** START RECORDED DATA **

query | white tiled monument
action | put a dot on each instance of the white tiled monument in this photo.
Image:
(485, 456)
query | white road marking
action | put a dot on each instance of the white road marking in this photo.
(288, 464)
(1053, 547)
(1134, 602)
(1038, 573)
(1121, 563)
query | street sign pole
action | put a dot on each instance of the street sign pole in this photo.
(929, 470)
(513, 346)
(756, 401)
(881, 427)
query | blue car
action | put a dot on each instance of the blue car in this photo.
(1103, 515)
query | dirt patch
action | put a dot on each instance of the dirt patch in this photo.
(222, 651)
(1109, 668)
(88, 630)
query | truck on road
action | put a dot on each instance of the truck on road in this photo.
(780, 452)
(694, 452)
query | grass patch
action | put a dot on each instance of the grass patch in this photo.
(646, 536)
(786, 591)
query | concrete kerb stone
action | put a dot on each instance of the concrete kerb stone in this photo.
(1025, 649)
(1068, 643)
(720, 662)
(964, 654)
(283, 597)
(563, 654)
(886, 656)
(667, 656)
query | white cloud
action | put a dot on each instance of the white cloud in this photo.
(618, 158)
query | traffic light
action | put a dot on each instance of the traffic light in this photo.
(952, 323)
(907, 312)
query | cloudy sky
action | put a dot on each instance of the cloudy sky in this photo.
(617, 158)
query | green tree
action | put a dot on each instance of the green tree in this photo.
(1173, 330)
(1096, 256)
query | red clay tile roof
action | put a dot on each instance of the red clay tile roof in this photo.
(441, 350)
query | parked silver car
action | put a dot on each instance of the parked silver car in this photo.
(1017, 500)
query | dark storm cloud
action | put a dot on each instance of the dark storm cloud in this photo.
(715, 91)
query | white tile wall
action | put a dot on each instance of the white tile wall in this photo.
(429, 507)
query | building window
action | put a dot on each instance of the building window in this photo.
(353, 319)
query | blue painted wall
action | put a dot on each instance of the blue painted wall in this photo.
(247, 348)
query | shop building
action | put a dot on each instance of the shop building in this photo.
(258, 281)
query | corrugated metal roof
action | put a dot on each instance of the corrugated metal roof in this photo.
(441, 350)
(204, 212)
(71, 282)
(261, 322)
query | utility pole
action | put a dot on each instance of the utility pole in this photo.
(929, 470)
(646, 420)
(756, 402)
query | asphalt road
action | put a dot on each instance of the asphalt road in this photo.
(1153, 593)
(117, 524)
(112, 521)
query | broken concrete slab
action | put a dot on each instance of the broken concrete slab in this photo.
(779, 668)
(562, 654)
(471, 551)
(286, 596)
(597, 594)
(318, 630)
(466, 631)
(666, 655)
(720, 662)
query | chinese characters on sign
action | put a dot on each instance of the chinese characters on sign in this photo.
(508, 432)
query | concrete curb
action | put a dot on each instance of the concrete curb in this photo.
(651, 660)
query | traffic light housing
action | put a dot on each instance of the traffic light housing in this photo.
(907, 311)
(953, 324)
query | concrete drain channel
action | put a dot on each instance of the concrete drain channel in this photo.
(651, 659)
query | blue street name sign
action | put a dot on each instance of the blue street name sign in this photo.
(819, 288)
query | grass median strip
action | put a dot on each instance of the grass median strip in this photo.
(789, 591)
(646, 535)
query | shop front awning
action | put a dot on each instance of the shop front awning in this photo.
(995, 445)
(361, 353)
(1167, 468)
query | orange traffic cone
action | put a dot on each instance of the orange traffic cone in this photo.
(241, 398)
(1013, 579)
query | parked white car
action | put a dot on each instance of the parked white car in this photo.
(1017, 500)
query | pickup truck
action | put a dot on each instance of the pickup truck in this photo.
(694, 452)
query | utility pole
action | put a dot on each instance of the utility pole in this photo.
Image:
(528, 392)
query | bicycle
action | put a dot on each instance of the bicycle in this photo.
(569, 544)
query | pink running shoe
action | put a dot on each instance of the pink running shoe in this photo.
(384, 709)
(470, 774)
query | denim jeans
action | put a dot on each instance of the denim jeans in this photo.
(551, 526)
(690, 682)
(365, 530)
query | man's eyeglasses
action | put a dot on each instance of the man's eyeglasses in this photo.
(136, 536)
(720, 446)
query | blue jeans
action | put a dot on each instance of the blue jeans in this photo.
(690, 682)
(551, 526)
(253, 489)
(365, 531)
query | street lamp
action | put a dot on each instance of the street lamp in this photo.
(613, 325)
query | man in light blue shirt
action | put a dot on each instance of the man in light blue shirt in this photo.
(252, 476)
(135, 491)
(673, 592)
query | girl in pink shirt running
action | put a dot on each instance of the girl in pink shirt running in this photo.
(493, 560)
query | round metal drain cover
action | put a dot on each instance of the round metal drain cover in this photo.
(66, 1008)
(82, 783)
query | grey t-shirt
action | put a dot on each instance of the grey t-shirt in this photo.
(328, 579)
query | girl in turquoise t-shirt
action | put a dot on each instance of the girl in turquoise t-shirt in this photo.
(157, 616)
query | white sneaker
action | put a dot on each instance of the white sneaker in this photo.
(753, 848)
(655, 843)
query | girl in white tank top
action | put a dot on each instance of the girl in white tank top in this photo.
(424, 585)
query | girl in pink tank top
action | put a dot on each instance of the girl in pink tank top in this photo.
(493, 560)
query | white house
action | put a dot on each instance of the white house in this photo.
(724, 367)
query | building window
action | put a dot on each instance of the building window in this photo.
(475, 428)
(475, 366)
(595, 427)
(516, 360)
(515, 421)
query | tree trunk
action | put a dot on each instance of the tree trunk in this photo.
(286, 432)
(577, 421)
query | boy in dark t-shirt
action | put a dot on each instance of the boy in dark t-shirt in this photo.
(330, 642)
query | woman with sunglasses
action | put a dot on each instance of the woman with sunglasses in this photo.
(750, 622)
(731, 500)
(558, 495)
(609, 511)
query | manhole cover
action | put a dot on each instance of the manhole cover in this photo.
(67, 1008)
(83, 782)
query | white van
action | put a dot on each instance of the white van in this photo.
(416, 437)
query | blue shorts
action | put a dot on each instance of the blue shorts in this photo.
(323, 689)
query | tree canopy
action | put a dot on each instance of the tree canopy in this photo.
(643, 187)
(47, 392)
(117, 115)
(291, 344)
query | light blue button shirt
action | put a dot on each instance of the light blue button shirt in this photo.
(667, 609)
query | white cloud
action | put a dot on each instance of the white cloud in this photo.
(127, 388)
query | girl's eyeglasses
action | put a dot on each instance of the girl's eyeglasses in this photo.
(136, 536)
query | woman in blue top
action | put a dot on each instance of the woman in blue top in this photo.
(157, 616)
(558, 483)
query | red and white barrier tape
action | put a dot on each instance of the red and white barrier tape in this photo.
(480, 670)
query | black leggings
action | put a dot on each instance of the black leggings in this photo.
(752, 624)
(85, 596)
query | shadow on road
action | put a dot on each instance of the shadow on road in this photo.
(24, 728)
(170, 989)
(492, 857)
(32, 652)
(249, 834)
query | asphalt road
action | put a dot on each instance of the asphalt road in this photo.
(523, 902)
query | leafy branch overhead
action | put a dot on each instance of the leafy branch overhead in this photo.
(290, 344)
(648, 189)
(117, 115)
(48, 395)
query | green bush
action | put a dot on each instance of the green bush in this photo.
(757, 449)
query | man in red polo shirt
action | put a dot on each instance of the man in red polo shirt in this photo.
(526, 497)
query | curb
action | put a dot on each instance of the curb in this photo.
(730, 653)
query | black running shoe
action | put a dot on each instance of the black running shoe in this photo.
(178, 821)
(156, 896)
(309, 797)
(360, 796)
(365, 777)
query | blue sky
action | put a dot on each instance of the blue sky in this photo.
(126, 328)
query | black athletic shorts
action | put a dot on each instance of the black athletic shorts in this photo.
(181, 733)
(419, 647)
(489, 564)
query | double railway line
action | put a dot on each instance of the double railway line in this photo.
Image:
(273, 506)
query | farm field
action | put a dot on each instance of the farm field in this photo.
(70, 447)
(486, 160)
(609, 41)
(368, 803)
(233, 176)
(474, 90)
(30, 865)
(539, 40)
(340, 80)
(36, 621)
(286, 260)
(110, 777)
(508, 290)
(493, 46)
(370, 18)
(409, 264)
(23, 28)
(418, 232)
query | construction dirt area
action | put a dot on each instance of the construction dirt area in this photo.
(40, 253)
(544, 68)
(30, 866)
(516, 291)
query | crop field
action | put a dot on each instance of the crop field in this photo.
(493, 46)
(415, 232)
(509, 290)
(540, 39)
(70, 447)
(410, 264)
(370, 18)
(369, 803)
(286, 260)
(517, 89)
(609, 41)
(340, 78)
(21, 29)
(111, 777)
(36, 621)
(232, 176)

** END RECORDED DATA **

— WHAT YOU WILL DO —
Please output the lines of the listing, starting at the line that contains "query | construction dirt area" and ending at the last line of the listing, as a JSON list of strings with one string per line and blank lines left out.

— OUTPUT FOR THIS TASK —
[
  "query | construction dirt area",
  "action | put a dot on each instance of the construction dirt area in this photo.",
  "(40, 253)",
  "(544, 68)",
  "(30, 866)",
  "(516, 291)",
  "query | crop field",
  "action | put a dot on each instance of the crop field in this photo.",
  "(493, 46)",
  "(415, 232)",
  "(509, 290)",
  "(540, 39)",
  "(70, 447)",
  "(410, 264)",
  "(370, 18)",
  "(369, 803)",
  "(286, 260)",
  "(517, 89)",
  "(609, 41)",
  "(340, 78)",
  "(21, 29)",
  "(111, 777)",
  "(36, 621)",
  "(232, 176)"
]